PROVIDED DATA start

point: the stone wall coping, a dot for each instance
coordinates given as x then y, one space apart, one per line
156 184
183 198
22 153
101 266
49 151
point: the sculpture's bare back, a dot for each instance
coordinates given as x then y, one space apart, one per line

PROVIDED DATA end
PROVIDED DATA start

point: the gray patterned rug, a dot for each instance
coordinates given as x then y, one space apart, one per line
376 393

PROVIDED DATA end

OBJECTIVE ->
Pick out each line in the records above that contains the word "point", and copy it.

THE SOLUTION ->
point: the stone wall coping, a dot for each instance
point: the sculpture's bare back, a dot for each instance
point: the gray patterned rug, a dot for each instance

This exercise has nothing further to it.